# Kutipan bacaan:
Sabtu, 26 Juli 2014

Mengatasi Rumor Kerusuhan

                                   Mengatasi Rumor Kerusuhan

Triyono Lukmantoro  ;   Dosen Sosiologi Komunikasi, FISIP,
Universitas Diponegoro Semarang
KORAN SINDO, 25 Juli 2014
                                                


Ada kabar menakutkan saat Komisi Pemilihan Umum (KPU) mengumumkan hasil rekapitulasi Pemilihan Presiden pada 22 Juli 2014. Kabar yang telanjur merebak itu menyebutkan kerusuhan besar bakal meletus di negeri ini. Bayangan mengenai kekerasan massa yang terjadi pada pertengahan Mei 1998 pun mencuat dalam ingatan. Pusat-pusat perbelanjaan dibakar. Penjarahan terjadi di mana-mana. Aparat keamanan negara lenyap bagai ditelan kekacauan yang berjalan sistematis. Massa yang bertindak anarki menyerang kelompok etnis minoritas. Ternyata kabar itu tidak terbukti. Jakarta, dan kota-kota lain, aman-aman saja. Kabar tentang kerusuhan yang tidak jelas sumber informasinya itu dinamakan rumor.

Dalam bahasa sehari-hari disebut isu. Namun, rumor politik yang serba menyeramkan sehingga publik dicengkeram kecemasan itu, tidak gampang diredakan. Meskipun aparat negara telah menyiagakan ribuan pasukan dan pejabat pemerintah melontarkan pernyataan yang berupaya memadamkan kobaran kabar keliru tersebut, rumor itu justru menjalar semakin besar. Rumor bergerak sebagaimana bola api salju yang siap menelan siapa pun yang diterjangnya. Semakin bola api rumor itu berupaya dipadamkan, ironisnya, justru semakin berkobarkobar.

Merebaknya rumor politik yang menciptakan ketakutan itu juga tidak terlepas dari hasil hitung cepat (quick count) yang dijalankan lembaga survei. Ada lembaga survei yang memenangkan pasangan Prabowo Subianto-Hatta Rajasa. Namun, ada pula lembaga survei yang memenangkan Joko Widodo-Jusuf Kalla.

# Data identifikasi posisi:
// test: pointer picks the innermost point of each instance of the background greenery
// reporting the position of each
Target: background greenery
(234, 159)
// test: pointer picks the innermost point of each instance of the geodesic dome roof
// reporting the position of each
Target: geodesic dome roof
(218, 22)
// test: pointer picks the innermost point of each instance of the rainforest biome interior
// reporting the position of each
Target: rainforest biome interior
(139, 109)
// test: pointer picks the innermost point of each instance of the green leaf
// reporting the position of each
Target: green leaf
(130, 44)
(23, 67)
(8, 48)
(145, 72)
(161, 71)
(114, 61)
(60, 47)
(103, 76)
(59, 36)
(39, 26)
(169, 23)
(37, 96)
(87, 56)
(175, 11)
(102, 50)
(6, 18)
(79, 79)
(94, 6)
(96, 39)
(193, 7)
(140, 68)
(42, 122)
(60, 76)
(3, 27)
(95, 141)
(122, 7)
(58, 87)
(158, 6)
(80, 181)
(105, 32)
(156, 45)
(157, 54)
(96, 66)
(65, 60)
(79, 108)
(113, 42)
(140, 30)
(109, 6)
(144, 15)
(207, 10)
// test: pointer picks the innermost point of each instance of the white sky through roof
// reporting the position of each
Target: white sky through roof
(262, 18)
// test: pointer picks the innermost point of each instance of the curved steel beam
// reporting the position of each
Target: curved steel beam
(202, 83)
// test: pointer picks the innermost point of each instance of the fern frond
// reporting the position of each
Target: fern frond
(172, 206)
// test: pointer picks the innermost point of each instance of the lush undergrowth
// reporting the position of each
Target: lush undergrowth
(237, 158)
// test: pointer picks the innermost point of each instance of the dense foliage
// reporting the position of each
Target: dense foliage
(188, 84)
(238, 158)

--

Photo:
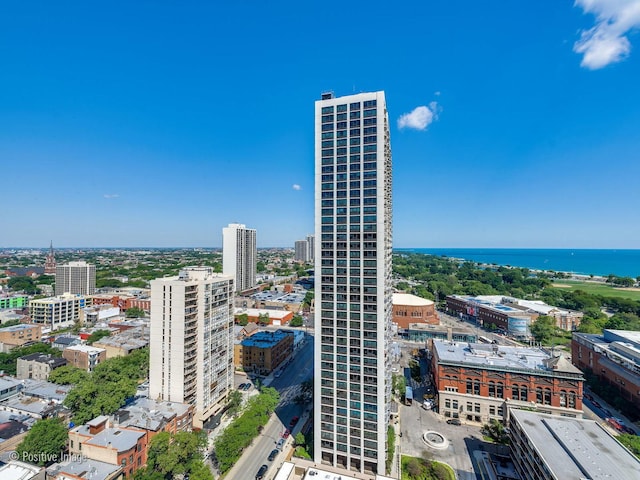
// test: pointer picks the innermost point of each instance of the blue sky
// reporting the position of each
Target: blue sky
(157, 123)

# Tujuan tugas:
Lanjutkan tulisan tentang rumor kerusuhan di atas, dimulai tepat setelah kalimat terakhirnya.

# Jawaban:
Itulah peristiwa pertama dalam pemilihan presiden yang memperlihatkan hasil hitung cepat berbagai lembaga survei terbelah menjadi dua kubu yang berlainan. Hasil hitung cepat lembaga survei itu dijadikan klaim menyatakan kemenangan. Jika rekapitulasi suara yang dilakukan oleh KPU bertentangan dengan hasil hitung cepat yang dijadikan dasar pernyataan, ada potensi konflik politik dan hukum yang memang dapat meletup.

Situasi Kerumunan

Rumor merupakan fenomena yang terjadi dalam suasana kolektivitas, yakni situasi kerumunan manusia. Namun, kerumunan dalam konteks rumor bersifat sangat menyebar, melampaui geografi yang demikian luas. Inilah perbedaan yang kuat antara rumor dan demonstrasi yang berakhir anarki, misalnya. Demonstrasi terjadi dalam ruang geografis yang spesifik. Sementara itu, rumor tidak bisa dipastikan aspek jangkauan geografisnya. Terlebih lagi dengan kehadiran teknologi komunikasi dan informasi, rumor justru tidak gampang dijinakkan.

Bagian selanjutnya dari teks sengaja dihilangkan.